→ SOURCE PASSAGE
◆ ◆ ◆ ◆ ◆

Musings and Strategies From the Teachers Next Door

As a teacher, I have always known that connecting the curriculum to “the real world” is important, but I am just now beginning to understand what a HUGE difference it can make.  I have begun incorporating 3 Act Tasks and other similar activities in my classroom – and I have found that they not only reveal rather large gaps in student learning of the general content, but also in thinking.  Today fascinated me.  I chose to do Robert Kaplinsky’s task “How Much is a 1/3 a Cup of Butter.”  We had great discussion about how 1/4c could be right in the middle of the stick of butter. We modeled how you could take 2 sticks of butter and line them up, so that it would be easy to see that the 1/2c is at the end of one stick, we took time to point out 1/4c, we talked about what we knew about fractions, and we even took time to discuss what we noticed when we looked at the 2 sticks.

Let me stop here and tell you that I really thought I had blown the whole lesson.  I was thinking to myself that I taught them too much and now it would be way to easy.  After all, these kids are gifted…young, but gifted nonetheless.  So imagine my surprise when one student labelled 1/3 cup right after the 3 Tbsp. mark and then justified her answer by saying, “Well, I see 1/4 cup and if you take away one Tbsp. then you have 1/3 cup.  I  asked if anyone agreed with her answer and every kid raised their hand.  So next I had the student point to where 1/2 cup is.  (Remember, it’s labelled at the end and we already had a rather lengthy conversation about it.)  They agreed it should go after the 2Tbsp. mark.

◆ ◆ ◆ ◆ ◆

→ PARTS OF THE EXERCISE
#1 In the teaching blog post, which Robert Kaplinsky task did the teacher choose to do?
#2 Please continue the teaching blog post from where it stops.

→ DATA EXTRACT
◆ ◆ ◆ ◆ ◆

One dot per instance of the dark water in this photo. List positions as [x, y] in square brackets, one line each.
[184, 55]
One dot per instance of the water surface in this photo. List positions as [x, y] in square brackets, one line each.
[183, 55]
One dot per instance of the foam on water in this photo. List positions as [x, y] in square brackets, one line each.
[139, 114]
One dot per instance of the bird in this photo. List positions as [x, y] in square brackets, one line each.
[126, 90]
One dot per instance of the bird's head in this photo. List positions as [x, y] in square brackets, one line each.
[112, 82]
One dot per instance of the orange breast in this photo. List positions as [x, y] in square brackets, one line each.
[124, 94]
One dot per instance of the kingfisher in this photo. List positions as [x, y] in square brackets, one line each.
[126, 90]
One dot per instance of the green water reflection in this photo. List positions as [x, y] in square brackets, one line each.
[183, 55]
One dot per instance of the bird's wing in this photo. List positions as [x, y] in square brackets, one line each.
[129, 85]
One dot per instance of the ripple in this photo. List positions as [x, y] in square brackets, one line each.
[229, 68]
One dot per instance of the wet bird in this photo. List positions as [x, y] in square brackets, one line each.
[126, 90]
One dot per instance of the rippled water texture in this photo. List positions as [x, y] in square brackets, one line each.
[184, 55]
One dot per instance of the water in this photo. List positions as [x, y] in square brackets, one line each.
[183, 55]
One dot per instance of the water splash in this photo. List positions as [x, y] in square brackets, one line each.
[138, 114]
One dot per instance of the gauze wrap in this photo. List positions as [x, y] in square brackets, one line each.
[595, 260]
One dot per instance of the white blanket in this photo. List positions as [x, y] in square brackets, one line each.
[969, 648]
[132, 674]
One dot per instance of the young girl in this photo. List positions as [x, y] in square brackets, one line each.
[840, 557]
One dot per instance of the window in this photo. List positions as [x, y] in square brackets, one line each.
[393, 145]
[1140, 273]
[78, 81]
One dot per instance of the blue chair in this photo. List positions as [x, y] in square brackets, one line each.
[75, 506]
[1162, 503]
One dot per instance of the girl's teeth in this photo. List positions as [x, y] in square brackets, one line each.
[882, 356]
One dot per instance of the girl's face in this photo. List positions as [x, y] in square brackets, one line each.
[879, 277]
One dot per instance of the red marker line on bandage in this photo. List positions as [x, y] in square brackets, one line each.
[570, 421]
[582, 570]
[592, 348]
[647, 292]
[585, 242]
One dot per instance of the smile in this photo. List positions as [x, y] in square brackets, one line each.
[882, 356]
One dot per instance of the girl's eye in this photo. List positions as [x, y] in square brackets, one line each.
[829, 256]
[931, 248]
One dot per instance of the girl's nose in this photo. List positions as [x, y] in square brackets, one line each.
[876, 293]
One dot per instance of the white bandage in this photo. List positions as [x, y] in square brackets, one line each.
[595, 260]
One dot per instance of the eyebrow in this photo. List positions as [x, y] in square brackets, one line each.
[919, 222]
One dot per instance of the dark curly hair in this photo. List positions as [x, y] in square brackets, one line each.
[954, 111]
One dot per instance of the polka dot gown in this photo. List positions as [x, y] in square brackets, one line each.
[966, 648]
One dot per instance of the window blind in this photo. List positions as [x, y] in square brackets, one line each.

◆ ◆ ◆ ◆ ◆

→ ANSWERS TO THE PROBLEMS
#1 "How Much is a 1/3 a Cup of Butter"

#2
I kept going with their line of reasoning, but I told them I was confused because we now had two different places labelled 1/2 cup.  I then asked which was bigger 1/2 or 1/4.  One girl immediately said 1/2 is bigger, then she drew 2 rectangles and showed 1/2 on one and 1/4 on the other.  When I asked her how she knew, she said her teacher told her last year.

That was a TREMENDOUS moment in our classroom.   I realized how students can know how to solve a problem on paper, but have no idea how it connects to real life.    See, I assumed that if they could determine what fraction was larger – that they would be able to solve this task.  Little did I realize, that their understanding had not progressed beyond solving naked math problems.  That’s a good place to be for a time, and there was even a time in my career when I would have thought that was perfect. But the reality is….they can solve our traditional problems while lacking understanding.  It’s our job to take them from doing math to understanding math.  It’s our job to provide rich opportunities, expose gaps and not merely assume they get it.  It’s an exciting time to be in education.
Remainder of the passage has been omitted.